Your task: Using the Peregrine page below, say whether each statement agrees with it, answering yes or no and quoting the deciding words: (a) Peregrine is built to run on a single machine. (b) Peregrine can be compiled with GCC version 9. (c) Peregrine has been tested on Windows.

Peregrine is an efficient, single-machine system for performing data mining tasks on large graphs. Some graph mining applications include:
- Finding frequent subgraphs
- Generating the motif/graphlet distribution
- Finding all occurrences of a subgraph
Peregrine is highly programmable, so you can easily develop your own graph mining applications using its novel, declarative, graph-pattern-centric API. To write a Peregrine program, you describe which graph patterns you are interested in mining, and what to do with each occurrence of those patterns. You provide the what and the runtime handles the how.
For full details, you can read our paper published in EuroSys 2020 or the longer version on arXiv. For a deeper look at optimizations under the hood, check out our article in the 2021 ACM Operating Systems Review.
For an in-depth summary, watch the video presentation:
TL;DR: compared to other state-of-the-art open-source graph mining systems, Peregrine:
- executes up to 700x faster
- consumes up to 100x less memory
- scales to 100x larger data sets
- on 8x fewer machines
- with a simpler, more expressive API
- Quick start
- Writing your own programs
- Data graphs
- Reproducing our EuroSys 2020 paper results
- Contributing
- Acknowledgements
- Resources
Peregrine has been tested on Ubuntu 18.04 and Arch Linux but should work on any POSIX-y OS. It requires C++20 support (GCC version >= 10.1). Additionally, the tests require UnitTest++.

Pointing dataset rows
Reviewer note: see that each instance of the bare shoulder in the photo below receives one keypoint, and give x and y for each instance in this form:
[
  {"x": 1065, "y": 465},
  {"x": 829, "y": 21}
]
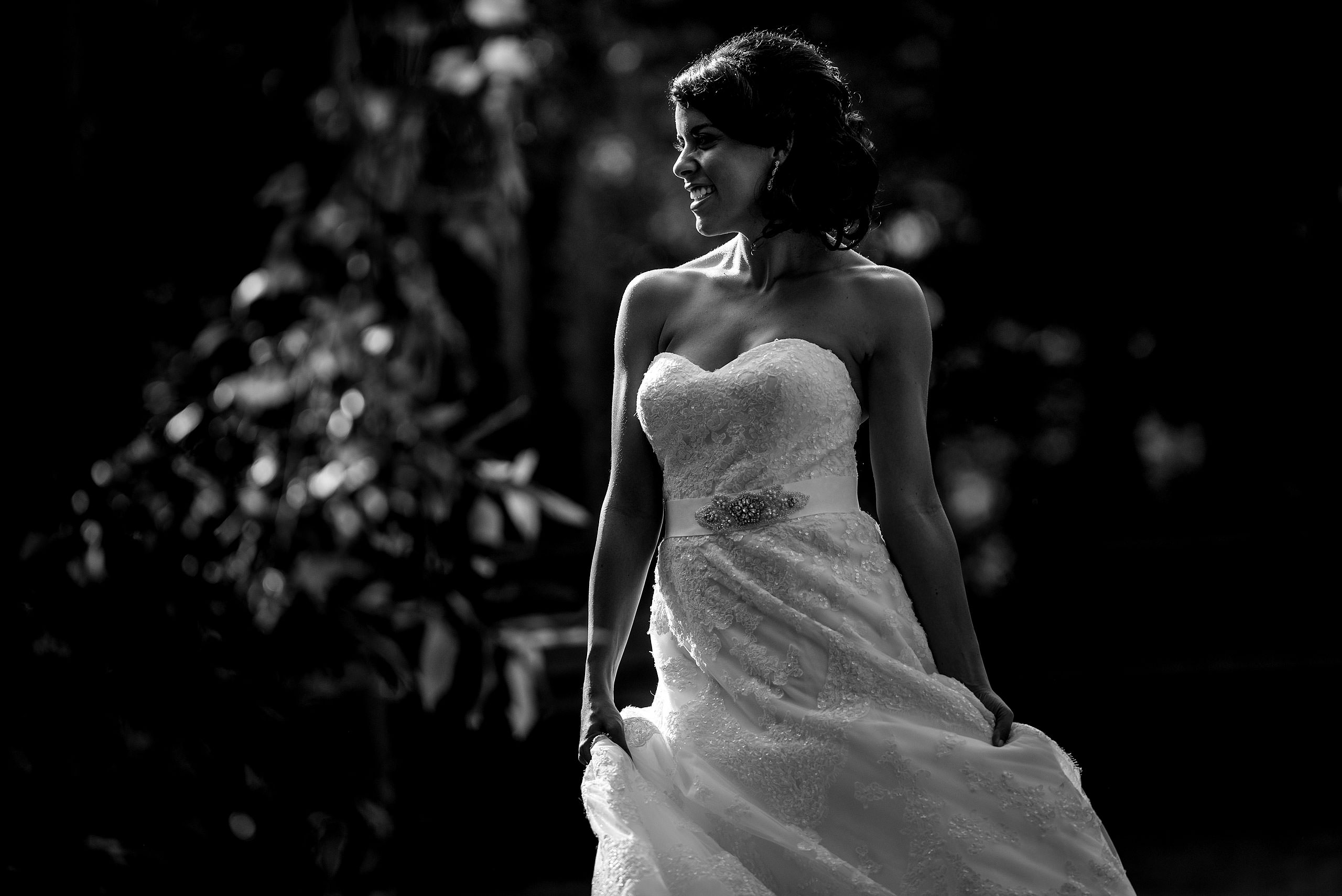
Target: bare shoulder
[
  {"x": 890, "y": 308},
  {"x": 654, "y": 294},
  {"x": 888, "y": 296}
]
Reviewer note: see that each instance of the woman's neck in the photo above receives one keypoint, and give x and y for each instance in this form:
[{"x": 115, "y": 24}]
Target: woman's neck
[{"x": 784, "y": 255}]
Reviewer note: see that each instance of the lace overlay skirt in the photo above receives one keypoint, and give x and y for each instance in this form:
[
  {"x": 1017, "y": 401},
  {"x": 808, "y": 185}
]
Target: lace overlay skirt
[{"x": 802, "y": 742}]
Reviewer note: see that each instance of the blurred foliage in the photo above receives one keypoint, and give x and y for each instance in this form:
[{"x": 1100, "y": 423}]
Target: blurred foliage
[{"x": 312, "y": 526}]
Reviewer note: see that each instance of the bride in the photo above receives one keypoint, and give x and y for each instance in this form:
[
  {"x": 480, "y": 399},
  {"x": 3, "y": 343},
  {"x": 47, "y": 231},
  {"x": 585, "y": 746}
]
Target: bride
[{"x": 823, "y": 721}]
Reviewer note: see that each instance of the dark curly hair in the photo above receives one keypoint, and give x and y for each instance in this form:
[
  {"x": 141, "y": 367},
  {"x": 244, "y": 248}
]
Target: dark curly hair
[{"x": 767, "y": 89}]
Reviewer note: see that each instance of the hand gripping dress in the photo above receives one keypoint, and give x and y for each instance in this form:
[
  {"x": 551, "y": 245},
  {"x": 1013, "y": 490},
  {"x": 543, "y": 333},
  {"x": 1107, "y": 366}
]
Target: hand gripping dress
[{"x": 800, "y": 739}]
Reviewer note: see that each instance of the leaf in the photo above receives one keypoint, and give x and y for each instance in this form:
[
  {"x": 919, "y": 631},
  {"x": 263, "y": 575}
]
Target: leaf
[
  {"x": 183, "y": 423},
  {"x": 261, "y": 391},
  {"x": 525, "y": 512},
  {"x": 524, "y": 466},
  {"x": 438, "y": 662},
  {"x": 439, "y": 417},
  {"x": 316, "y": 573},
  {"x": 562, "y": 509},
  {"x": 486, "y": 522},
  {"x": 211, "y": 338}
]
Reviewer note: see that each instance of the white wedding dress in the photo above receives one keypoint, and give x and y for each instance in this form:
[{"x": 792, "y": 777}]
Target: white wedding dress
[{"x": 800, "y": 739}]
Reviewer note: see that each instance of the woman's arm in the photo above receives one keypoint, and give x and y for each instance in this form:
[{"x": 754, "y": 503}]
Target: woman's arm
[
  {"x": 912, "y": 518},
  {"x": 631, "y": 517}
]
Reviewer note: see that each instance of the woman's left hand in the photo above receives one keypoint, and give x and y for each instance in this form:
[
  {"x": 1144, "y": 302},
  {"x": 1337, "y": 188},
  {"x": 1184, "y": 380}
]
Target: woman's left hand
[{"x": 1003, "y": 717}]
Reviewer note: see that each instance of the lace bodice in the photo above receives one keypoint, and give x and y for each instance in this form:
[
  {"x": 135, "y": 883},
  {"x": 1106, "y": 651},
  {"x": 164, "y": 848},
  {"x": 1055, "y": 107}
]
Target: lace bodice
[
  {"x": 780, "y": 412},
  {"x": 802, "y": 741}
]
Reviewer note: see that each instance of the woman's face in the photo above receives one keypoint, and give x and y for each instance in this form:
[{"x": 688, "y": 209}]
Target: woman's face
[{"x": 722, "y": 176}]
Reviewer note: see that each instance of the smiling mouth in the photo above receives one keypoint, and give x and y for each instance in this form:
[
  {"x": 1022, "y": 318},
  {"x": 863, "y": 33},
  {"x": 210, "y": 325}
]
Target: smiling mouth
[{"x": 700, "y": 193}]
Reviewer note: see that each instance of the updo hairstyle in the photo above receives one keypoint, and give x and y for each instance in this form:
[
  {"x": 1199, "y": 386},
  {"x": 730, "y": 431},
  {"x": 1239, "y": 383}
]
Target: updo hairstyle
[{"x": 764, "y": 89}]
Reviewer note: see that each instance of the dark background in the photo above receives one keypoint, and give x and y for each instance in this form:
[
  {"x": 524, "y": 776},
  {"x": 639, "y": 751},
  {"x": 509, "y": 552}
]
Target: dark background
[{"x": 1161, "y": 169}]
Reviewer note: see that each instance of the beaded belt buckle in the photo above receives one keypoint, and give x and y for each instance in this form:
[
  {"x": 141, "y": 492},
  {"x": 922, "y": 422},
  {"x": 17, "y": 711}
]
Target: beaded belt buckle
[{"x": 749, "y": 509}]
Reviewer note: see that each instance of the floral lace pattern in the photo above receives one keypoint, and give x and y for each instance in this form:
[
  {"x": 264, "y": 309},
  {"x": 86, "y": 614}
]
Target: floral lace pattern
[
  {"x": 779, "y": 409},
  {"x": 800, "y": 739}
]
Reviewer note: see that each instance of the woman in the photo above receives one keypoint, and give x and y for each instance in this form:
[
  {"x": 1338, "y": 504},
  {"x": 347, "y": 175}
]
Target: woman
[{"x": 816, "y": 727}]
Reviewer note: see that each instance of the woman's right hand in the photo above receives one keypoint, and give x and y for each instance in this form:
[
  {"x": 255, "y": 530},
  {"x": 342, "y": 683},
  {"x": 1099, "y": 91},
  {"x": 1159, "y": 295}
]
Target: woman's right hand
[{"x": 600, "y": 718}]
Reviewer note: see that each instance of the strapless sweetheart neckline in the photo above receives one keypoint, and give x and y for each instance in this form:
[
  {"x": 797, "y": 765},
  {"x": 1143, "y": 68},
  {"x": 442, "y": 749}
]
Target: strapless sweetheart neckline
[
  {"x": 756, "y": 348},
  {"x": 800, "y": 738}
]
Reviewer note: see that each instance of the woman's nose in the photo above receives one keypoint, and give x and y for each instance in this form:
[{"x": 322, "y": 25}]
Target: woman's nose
[{"x": 685, "y": 165}]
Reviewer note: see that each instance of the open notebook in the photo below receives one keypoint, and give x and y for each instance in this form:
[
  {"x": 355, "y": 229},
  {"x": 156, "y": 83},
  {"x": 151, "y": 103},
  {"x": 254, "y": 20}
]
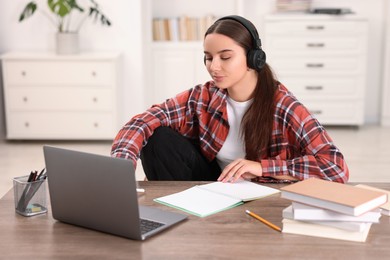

Exercise response:
(a) Yes: "Peregrine is an efficient, single-machine system for performing data mining tasks on large graphs."
(b) No: "It requires C++20 support (GCC version >= 10.1)."
(c) No: "Peregrine has been tested on Ubuntu 18.04 and Arch Linux"